In the more than five years since he last played an NHL game, Daniel Carcillo has resided in some frighteningly dark places.
Once an enforcer who traded punches in about 100 NHL fights, he says at times he’s found himself trapped in a downward spiral of depression and anxiety — mental health disorders that have been linked to the repetitive head trauma he suffered as a player. And though he has fought hard to get better — researching no end of treatments and spending more than $200,000 over a four-year period at various medical clinics in search of relief from a laundry list of symptoms that also included a failing memory, insomnia and impulse-control issues — a raft of prescribed remedies have proven, at best, temporary. Nothing worked for long.
A two-time Stanley Cup champion with the Chicago Blackhawks who had largely cut himself off from the hockey community, thanks in part to his involvement in lawsuits against the National Hockey League and Canadian Hockey League, he was suddenly a man on an island. More than once, he says, he considered suicide.
“I was lost. I was lost in life,” he was saying in a recent interview. “Nobody really wanted to hang out with me. I could tell I was a burden to my family. I didn’t want my kids to learn how to grow up seeing the way I was acting. I just thought it might be better for me to be gone.”
But 13 months ago, he got a call from a former teammate who suggested an unconventional option. At the former teammate’s urging, Carcillo got on a plane to a location he won’t disclose to undergo a treatment that he says saved his life.
Carcillo was administered what’s known as a “hero dose” of psilocybin, an ancient psychedelic plant medicine commonly known as magic mushrooms. And though he described the experience as challenging — a hallucinogenic exploration of the darkest corners of his psyche — he says the after-effects have been remarkable.
The suicidal thoughts have left his head. The symptoms that made post-NHL life difficult have largely subsided. In short, he says he’s never been better.
“I’m doing phenomenally well,” Carcillo said. “I’m living my best life right now.”

= = =

*TASK SET:*
A – Using the article about Daniel Carcillo, answer these:
(i) How much did Carcillo spend at medical clinics, and over how long?
(ii) With which team did he win the Stanley Cup twice?
(iii) What psychedelic was he given, and what is it commonly called?
B – Transcribe the part of the article about Daniel Carcillo that opens with the words containing "Carcillo was administered" and closes with "have been remarkable.".

= = =

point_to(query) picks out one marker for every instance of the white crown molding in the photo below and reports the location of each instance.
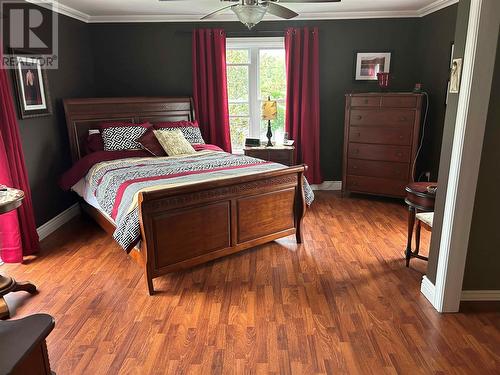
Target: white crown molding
(232, 18)
(435, 6)
(81, 16)
(62, 9)
(480, 295)
(55, 223)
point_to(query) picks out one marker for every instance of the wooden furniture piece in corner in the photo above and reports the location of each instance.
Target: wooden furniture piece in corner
(193, 224)
(23, 349)
(11, 199)
(278, 154)
(381, 137)
(418, 199)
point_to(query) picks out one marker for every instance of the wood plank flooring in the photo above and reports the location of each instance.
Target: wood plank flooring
(342, 302)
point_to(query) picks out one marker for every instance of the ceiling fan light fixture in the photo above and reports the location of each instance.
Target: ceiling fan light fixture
(249, 15)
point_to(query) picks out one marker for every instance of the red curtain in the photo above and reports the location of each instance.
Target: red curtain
(210, 86)
(302, 97)
(18, 234)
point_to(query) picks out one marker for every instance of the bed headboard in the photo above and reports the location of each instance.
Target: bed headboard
(85, 114)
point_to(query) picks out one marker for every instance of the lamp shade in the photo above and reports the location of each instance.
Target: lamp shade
(250, 15)
(269, 110)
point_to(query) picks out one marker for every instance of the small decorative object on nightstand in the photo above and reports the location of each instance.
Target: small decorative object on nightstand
(276, 154)
(269, 112)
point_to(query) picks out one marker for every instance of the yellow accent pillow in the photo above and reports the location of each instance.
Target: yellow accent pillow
(173, 142)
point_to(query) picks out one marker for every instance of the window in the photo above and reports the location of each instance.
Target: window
(255, 70)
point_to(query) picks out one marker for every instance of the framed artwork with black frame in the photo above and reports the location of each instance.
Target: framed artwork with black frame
(31, 85)
(368, 64)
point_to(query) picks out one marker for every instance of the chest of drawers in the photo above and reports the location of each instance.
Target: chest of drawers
(381, 137)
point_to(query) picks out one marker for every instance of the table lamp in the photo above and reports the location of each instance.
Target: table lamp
(269, 112)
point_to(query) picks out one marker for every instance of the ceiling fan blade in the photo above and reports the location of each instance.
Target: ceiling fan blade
(279, 10)
(309, 1)
(216, 12)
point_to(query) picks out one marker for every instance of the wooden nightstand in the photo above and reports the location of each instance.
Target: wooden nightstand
(277, 154)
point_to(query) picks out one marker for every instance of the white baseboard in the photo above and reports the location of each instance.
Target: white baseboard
(428, 289)
(61, 219)
(480, 295)
(328, 185)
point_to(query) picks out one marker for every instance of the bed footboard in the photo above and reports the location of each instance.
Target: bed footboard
(194, 224)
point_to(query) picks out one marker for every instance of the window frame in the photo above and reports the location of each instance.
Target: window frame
(254, 45)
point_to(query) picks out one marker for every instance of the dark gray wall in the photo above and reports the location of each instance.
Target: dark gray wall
(155, 59)
(482, 269)
(447, 143)
(436, 35)
(45, 139)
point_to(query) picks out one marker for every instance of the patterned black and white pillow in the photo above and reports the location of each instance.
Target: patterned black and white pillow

= = =

*ANSWERS BY TASK:*
A –
(i) More than $200,000 over a four-year period.
(ii) The Chicago Blackhawks.
(iii) A "hero dose" of psilocybin, commonly known as magic mushrooms.

B –
Carcillo was administered what’s known as a “hero dose” of psilocybin, an ancient psychedelic plant medicine commonly known as magic mushrooms. And though he described the experience as challenging — a hallucinogenic exploration of the darkest corners of his psyche — he says the after-effects have been remarkable.